TASK INSTRUCTIONS:
Change every "clicks" in the material below to "taps", leaving everything else as it is.

INFORMATION SHOWN:

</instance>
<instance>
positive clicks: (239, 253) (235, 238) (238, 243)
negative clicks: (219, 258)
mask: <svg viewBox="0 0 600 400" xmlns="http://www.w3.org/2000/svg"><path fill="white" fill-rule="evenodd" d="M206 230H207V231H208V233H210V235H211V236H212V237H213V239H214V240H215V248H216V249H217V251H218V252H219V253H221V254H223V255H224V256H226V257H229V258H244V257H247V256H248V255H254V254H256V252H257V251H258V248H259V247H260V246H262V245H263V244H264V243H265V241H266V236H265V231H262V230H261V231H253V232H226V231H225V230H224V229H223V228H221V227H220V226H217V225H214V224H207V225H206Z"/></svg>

RESPONSE AREA:
</instance>
<instance>
positive taps: (239, 253) (235, 238) (238, 243)
negative taps: (219, 258)
mask: <svg viewBox="0 0 600 400" xmlns="http://www.w3.org/2000/svg"><path fill="white" fill-rule="evenodd" d="M206 230H207V231H208V233H210V235H211V236H212V237H213V239H214V240H215V248H216V249H217V251H218V252H219V253H221V254H223V255H224V256H226V257H229V258H244V257H247V256H248V255H254V254H256V252H257V251H258V248H259V247H260V246H262V245H263V244H264V243H265V241H266V236H265V231H262V230H261V231H253V232H226V231H225V230H224V229H223V228H221V227H220V226H217V225H214V224H207V225H206Z"/></svg>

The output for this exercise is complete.